_TASK TO COMPLETE_
Search the records for the word "dark" and report each line that has it.

_TASK MATERIAL_
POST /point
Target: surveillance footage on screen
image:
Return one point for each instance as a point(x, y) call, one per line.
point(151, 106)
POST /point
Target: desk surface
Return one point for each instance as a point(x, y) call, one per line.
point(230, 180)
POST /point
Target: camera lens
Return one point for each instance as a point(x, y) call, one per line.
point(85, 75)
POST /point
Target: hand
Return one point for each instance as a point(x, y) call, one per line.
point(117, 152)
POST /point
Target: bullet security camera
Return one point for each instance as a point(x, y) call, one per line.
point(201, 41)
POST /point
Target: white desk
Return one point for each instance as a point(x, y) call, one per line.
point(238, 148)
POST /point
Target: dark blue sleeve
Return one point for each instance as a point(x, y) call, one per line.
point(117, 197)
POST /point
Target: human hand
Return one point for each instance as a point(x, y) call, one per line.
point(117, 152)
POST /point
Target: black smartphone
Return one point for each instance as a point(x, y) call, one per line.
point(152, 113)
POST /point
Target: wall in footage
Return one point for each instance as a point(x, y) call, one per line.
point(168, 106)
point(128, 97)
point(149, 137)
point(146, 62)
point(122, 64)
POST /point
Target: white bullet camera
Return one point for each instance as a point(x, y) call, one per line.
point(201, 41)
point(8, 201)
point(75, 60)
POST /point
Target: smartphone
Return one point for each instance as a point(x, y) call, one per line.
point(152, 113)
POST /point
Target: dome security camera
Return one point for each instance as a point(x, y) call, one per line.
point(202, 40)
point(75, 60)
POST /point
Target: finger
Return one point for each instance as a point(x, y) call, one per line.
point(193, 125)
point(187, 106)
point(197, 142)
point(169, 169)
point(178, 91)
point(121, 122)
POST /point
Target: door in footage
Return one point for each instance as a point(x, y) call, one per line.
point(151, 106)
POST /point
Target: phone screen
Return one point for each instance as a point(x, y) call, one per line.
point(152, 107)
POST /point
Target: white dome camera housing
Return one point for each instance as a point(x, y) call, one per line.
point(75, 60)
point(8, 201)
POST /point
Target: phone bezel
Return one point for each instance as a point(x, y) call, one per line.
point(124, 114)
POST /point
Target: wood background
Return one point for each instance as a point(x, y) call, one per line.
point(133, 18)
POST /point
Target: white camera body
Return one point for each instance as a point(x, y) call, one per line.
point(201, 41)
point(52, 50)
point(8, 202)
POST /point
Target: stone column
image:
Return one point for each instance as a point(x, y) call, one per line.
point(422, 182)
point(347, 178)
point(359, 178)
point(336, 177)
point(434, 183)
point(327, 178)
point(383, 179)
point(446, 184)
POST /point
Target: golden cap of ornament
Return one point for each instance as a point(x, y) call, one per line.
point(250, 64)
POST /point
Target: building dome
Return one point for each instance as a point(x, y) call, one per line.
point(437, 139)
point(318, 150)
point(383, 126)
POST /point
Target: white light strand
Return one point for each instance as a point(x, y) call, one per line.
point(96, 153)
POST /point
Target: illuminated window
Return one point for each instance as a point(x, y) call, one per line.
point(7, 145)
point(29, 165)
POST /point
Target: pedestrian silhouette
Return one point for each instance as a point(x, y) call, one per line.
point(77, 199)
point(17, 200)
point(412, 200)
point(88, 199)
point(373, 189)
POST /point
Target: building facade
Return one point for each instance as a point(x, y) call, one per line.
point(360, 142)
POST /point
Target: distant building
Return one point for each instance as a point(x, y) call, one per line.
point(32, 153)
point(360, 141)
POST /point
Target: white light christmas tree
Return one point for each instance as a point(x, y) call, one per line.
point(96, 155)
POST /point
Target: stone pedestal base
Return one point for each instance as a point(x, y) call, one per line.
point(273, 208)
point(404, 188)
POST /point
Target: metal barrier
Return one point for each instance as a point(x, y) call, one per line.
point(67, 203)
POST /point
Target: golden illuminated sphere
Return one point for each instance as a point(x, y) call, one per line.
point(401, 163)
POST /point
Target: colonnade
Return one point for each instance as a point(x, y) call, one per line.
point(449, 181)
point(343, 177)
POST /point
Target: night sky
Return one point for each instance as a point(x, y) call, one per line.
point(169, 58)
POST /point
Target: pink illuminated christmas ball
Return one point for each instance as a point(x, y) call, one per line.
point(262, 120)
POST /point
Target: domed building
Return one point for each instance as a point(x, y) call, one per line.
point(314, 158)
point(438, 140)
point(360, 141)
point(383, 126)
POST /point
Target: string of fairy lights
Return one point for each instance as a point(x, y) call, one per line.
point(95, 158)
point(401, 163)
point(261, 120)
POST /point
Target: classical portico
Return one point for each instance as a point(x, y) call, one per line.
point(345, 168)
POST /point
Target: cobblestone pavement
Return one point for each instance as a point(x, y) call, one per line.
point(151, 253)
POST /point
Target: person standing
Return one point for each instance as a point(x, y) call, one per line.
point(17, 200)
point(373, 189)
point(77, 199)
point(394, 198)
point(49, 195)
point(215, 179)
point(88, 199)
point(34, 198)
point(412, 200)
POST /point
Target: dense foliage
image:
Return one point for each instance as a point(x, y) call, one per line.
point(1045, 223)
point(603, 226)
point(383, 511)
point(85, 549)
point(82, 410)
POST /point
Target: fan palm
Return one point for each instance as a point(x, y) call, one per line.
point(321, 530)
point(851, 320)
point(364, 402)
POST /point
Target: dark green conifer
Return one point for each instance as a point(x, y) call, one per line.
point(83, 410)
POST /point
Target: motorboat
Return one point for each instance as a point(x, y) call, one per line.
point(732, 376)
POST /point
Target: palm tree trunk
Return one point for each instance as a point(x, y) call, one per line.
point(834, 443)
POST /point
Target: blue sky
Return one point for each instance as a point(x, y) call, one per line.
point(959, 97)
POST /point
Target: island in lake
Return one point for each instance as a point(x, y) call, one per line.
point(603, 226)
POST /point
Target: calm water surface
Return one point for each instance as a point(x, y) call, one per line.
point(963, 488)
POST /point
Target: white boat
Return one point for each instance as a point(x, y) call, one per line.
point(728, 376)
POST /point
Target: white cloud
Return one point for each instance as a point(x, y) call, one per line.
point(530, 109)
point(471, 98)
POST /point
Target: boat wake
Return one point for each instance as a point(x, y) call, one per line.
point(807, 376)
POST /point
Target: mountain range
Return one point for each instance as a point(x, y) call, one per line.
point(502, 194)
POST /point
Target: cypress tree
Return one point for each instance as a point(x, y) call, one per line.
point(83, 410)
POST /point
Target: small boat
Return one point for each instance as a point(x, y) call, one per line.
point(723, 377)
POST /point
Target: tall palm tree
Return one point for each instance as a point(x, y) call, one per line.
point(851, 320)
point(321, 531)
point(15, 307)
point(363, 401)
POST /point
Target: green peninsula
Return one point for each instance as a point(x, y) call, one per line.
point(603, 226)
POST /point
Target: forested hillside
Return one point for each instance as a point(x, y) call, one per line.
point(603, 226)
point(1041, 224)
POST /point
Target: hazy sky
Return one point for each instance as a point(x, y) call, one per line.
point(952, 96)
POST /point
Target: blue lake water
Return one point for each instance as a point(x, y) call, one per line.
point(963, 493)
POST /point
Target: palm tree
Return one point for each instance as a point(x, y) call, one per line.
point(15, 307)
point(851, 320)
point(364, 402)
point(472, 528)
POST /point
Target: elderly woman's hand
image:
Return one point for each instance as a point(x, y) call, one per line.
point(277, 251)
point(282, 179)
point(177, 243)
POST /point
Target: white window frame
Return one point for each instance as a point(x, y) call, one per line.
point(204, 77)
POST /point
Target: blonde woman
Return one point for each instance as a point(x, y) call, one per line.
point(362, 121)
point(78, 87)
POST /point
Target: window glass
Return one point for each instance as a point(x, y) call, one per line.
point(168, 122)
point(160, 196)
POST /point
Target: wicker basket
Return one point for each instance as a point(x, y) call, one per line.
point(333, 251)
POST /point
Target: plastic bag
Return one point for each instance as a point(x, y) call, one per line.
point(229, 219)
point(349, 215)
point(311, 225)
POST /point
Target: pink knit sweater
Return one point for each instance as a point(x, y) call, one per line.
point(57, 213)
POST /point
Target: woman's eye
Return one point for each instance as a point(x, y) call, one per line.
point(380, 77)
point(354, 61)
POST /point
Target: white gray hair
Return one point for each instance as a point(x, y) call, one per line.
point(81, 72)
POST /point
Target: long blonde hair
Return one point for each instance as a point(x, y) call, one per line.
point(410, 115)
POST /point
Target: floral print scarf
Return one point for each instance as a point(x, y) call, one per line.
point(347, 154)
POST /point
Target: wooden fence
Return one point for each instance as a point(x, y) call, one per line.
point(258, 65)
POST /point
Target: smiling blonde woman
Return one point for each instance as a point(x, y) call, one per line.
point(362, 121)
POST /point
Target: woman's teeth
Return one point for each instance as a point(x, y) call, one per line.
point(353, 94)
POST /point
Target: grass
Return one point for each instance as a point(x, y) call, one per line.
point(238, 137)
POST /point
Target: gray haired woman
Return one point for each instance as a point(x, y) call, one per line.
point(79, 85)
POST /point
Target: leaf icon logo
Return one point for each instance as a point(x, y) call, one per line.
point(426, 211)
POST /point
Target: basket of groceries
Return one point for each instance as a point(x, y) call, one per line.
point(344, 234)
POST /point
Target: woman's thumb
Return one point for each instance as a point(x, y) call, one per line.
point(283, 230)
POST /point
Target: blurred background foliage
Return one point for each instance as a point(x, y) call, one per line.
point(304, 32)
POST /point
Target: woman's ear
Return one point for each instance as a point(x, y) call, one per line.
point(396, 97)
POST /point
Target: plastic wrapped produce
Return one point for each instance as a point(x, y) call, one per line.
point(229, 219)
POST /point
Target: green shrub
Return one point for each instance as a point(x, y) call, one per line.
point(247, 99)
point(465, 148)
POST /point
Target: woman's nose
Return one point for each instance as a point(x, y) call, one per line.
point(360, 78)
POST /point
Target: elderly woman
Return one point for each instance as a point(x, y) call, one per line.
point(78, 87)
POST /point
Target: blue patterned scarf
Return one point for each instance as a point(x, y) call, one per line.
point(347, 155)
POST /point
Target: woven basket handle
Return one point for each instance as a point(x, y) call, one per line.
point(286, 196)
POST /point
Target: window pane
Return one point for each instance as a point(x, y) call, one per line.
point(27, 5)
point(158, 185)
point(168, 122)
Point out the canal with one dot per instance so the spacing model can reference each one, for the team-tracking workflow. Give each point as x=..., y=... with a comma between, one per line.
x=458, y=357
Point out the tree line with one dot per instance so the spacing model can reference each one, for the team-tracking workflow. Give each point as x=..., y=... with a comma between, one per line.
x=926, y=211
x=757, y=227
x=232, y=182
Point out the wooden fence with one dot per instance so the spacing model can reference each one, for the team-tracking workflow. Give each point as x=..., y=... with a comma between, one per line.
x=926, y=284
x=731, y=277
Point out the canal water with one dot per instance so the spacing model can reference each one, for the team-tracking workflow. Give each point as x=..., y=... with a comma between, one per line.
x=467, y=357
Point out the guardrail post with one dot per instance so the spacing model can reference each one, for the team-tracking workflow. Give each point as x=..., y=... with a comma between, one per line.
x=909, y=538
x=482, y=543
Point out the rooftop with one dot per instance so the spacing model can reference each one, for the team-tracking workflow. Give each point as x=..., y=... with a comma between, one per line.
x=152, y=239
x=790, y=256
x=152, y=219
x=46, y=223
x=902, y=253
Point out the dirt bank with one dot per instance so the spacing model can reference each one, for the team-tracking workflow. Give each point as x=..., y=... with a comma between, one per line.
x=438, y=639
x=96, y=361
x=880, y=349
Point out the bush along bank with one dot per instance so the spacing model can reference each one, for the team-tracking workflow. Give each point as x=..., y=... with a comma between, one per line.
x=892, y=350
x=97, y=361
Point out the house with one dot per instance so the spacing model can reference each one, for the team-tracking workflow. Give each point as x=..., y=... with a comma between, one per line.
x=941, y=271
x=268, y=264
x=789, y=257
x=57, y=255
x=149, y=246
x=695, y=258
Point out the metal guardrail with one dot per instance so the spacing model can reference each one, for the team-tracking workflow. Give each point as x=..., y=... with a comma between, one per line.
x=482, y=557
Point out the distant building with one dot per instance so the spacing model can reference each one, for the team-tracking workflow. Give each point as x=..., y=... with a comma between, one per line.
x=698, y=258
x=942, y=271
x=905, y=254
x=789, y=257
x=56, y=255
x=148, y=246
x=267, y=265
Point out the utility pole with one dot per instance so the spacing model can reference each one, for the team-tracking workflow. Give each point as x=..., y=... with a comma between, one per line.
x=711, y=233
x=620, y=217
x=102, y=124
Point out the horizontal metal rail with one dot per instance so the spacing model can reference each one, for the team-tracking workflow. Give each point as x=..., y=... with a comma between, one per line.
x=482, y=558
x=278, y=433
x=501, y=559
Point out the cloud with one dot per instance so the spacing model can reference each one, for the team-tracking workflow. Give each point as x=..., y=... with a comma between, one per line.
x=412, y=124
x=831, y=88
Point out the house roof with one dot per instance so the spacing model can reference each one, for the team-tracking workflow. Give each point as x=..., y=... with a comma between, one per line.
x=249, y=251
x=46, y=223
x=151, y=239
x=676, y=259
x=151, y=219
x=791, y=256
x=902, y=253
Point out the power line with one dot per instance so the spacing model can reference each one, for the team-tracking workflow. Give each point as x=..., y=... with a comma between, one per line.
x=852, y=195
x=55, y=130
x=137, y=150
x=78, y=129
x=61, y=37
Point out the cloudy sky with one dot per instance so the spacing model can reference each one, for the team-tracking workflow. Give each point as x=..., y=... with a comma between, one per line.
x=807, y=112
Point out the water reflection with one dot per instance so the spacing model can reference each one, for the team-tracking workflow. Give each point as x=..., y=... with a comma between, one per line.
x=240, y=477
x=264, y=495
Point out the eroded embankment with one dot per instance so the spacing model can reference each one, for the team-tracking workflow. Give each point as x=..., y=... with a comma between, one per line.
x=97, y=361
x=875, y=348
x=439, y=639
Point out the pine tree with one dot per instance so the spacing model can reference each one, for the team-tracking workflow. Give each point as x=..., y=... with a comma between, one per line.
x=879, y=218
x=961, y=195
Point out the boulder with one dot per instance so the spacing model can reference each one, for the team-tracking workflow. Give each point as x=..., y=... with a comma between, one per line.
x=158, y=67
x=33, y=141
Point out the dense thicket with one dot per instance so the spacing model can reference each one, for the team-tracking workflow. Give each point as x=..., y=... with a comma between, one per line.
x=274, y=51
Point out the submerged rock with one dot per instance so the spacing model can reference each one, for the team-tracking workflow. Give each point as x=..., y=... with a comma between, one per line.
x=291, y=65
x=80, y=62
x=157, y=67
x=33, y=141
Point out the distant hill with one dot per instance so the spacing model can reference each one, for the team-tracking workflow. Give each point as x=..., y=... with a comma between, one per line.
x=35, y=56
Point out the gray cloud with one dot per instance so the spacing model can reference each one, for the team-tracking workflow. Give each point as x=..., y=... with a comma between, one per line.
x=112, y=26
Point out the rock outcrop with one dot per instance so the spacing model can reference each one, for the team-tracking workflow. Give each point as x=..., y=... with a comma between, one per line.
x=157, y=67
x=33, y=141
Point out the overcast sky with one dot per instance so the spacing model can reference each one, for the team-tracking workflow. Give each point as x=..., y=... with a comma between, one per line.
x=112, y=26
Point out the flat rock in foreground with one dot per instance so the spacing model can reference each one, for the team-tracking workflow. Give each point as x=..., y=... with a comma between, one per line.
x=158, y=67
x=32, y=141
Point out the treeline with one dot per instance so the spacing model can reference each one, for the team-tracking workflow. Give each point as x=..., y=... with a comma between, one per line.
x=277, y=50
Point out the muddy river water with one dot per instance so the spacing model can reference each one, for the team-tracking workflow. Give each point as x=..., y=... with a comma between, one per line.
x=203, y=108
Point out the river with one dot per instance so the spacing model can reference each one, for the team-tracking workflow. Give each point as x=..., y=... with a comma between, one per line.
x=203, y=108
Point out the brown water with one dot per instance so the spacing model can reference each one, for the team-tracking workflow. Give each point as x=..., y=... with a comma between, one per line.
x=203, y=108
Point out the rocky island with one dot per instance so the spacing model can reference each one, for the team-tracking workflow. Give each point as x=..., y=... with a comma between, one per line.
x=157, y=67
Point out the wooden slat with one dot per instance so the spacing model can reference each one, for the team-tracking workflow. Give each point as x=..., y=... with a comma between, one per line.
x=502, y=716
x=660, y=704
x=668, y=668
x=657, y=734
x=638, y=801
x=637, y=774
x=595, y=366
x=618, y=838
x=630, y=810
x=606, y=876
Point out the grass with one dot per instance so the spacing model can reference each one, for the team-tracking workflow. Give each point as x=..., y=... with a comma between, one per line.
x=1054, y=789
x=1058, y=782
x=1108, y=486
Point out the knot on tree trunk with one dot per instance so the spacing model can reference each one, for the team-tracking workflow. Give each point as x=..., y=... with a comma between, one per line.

_COMPLETED EXERCISE_
Target: dark blue sleeve
Target: dark green conifer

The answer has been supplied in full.